■ WHAT THIS TASK INVOLVES: In the listing below, find the line containing "Target: person's leg" and the line containing "Target: hiking boot". Repeat exactly those two lines and every line between them.

■ EXTRACTED DATA:
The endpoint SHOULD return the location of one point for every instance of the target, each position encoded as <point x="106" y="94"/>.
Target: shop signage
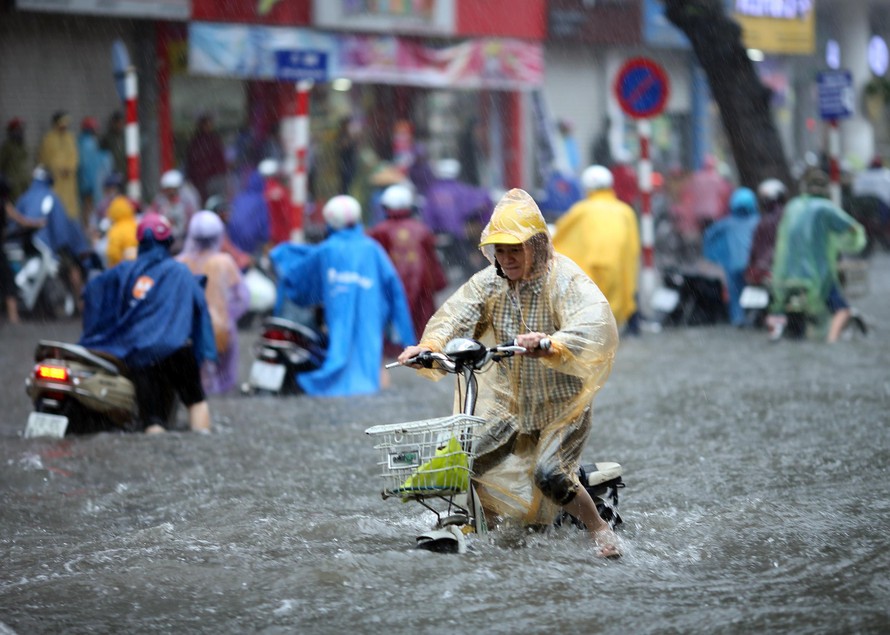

==

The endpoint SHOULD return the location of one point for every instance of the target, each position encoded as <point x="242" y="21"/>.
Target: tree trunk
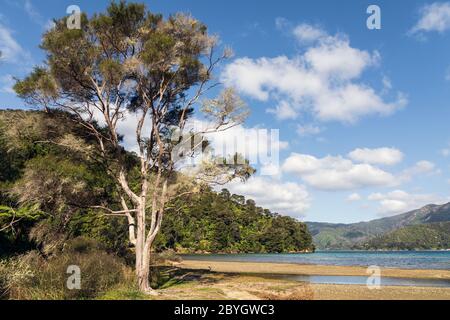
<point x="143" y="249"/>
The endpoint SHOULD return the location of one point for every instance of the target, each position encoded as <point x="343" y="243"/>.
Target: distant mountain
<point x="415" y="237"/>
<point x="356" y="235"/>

==

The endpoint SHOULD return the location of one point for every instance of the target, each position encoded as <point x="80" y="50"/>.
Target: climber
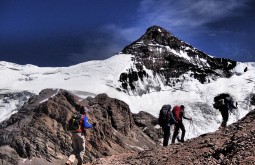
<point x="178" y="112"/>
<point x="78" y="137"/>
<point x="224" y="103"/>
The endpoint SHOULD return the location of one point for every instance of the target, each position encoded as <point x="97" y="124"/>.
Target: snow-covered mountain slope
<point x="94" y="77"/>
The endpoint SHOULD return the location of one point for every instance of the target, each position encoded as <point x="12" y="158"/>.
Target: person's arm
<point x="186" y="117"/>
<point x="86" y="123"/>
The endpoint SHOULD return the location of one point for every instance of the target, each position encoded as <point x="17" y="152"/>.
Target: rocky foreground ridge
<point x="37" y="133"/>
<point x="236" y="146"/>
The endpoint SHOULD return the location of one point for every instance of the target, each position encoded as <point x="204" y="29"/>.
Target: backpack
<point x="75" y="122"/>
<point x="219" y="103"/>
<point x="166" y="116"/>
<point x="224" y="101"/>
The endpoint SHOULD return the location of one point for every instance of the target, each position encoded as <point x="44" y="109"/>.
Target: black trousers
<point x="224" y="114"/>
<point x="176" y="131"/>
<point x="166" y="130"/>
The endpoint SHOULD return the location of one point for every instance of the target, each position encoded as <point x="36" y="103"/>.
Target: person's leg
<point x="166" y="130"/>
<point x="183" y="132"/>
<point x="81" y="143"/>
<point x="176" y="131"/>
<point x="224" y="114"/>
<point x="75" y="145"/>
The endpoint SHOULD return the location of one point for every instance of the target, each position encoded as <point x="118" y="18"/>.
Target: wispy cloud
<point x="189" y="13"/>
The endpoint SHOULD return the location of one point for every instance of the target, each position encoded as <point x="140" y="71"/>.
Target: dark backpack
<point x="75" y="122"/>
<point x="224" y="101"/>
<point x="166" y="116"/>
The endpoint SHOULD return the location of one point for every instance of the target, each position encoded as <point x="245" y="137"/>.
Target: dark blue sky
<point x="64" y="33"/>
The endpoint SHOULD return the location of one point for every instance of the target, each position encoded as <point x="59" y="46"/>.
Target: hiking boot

■ TASK RESPONSE:
Target: person's leg
<point x="166" y="130"/>
<point x="183" y="132"/>
<point x="81" y="143"/>
<point x="176" y="131"/>
<point x="224" y="114"/>
<point x="75" y="145"/>
The endpoint SHOULD return the location of one point for every instance of the target, each position encoded as <point x="118" y="18"/>.
Target: wispy cloud
<point x="189" y="13"/>
The endpoint SHOULD return the location of one point for every instance of the target, each position encoded as <point x="140" y="71"/>.
Target: dark backpack
<point x="75" y="122"/>
<point x="224" y="101"/>
<point x="166" y="116"/>
The endpoint SHOULD return the location of one point for every instance of the target, each position encoded as <point x="245" y="137"/>.
Target: dark blue sky
<point x="64" y="33"/>
The endpoint SHOULD return the location of one point for every instance of the target, each position encoded as <point x="59" y="46"/>.
Target: hiking boot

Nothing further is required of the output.